## begin EXTRACTED ENTRIES

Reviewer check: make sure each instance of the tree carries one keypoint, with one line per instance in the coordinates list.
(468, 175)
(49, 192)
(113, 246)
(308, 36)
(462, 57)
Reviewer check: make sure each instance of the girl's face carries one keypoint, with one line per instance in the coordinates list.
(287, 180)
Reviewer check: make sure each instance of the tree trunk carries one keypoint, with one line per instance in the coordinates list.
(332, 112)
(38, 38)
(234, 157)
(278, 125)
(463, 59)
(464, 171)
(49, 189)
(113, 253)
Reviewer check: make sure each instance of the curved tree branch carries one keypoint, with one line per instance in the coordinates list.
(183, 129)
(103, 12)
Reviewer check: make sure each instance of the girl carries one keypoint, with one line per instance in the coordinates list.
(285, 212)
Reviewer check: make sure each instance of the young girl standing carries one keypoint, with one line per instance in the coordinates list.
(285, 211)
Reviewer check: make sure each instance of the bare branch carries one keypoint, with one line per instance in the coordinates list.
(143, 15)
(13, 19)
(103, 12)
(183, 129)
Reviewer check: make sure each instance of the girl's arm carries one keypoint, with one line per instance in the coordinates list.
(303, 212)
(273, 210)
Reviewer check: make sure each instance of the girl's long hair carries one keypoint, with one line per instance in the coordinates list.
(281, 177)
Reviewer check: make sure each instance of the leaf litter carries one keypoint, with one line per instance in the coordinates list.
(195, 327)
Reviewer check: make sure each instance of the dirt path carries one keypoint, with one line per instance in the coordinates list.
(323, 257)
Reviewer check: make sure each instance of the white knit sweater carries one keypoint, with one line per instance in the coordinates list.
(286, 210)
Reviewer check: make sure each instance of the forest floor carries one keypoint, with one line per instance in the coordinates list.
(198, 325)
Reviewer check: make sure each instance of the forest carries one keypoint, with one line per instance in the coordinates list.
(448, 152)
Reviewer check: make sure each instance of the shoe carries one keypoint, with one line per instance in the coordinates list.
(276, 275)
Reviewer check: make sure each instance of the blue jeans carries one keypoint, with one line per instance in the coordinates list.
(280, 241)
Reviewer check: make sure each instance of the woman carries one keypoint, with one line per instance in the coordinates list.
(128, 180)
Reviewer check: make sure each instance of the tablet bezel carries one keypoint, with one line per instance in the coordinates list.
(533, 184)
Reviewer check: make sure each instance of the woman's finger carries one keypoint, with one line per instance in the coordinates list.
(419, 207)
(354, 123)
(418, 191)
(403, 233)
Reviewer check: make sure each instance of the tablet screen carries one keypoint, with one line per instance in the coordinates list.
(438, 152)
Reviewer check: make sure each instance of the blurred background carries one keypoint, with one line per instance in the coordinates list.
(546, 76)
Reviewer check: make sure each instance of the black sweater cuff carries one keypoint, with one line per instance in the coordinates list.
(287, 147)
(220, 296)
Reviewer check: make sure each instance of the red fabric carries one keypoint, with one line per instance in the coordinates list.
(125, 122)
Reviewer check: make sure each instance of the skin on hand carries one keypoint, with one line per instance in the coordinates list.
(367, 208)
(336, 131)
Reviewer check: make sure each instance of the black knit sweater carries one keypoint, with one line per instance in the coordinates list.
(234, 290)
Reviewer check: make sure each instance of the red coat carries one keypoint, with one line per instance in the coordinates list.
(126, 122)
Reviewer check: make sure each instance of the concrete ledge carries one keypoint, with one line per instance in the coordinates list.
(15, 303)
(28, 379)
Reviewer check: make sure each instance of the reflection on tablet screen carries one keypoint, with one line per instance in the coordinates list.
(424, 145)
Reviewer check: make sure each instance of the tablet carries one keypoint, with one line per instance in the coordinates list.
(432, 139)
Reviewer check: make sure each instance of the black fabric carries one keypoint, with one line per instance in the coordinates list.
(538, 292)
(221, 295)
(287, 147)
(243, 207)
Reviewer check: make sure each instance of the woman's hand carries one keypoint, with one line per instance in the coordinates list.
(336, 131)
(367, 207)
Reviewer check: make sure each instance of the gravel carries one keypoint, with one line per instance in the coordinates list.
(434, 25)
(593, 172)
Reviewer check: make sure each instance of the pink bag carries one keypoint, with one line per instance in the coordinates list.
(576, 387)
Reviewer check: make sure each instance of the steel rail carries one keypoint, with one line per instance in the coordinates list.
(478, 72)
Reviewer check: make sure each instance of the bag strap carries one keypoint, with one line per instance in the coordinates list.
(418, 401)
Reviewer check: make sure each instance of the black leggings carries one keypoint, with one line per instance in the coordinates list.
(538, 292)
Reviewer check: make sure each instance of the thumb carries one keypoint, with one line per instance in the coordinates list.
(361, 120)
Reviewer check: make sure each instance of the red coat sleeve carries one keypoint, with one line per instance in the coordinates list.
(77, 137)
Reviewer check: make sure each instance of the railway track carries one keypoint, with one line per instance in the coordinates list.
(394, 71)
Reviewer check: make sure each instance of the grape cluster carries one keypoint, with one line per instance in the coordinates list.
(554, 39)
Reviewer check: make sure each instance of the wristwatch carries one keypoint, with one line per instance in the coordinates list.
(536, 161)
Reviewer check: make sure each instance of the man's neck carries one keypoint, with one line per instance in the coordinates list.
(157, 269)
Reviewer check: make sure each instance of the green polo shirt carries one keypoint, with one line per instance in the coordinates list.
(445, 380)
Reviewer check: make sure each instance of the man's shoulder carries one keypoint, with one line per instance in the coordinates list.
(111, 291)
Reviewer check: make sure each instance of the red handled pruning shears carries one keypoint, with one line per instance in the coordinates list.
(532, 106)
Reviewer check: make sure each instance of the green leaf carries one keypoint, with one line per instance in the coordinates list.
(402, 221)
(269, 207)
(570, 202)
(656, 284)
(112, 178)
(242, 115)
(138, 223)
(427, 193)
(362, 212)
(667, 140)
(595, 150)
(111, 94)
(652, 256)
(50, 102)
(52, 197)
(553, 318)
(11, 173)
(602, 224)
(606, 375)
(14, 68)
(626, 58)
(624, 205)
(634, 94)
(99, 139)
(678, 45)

## end EXTRACTED ENTRIES

### EXERCISE INSTRUCTIONS
Reproduce exactly the line that holds "Reviewer check: make sure each instance of the green polo", then every line after it, ending with the final line of the records above.

### EXERCISE RESULT
Reviewer check: make sure each instance of the green polo shirt carries one keypoint, with one line per instance in the coordinates list.
(445, 380)
Reviewer check: make sure each instance of the man's shoulder carries one keypoint, with one line per instance in the coordinates list.
(111, 291)
Reviewer check: make sure each instance of the red handled pruning shears carries one keypoint, with one line per instance in the coordinates list.
(532, 106)
Reviewer check: make sure each instance of the green leaf carries one keypoint, with one line per instance in the coordinates list.
(402, 221)
(269, 207)
(570, 202)
(656, 284)
(112, 178)
(242, 115)
(138, 223)
(427, 193)
(362, 212)
(667, 140)
(595, 150)
(111, 94)
(652, 256)
(50, 102)
(52, 197)
(553, 318)
(11, 173)
(602, 224)
(606, 375)
(14, 68)
(626, 58)
(624, 205)
(634, 94)
(99, 139)
(678, 45)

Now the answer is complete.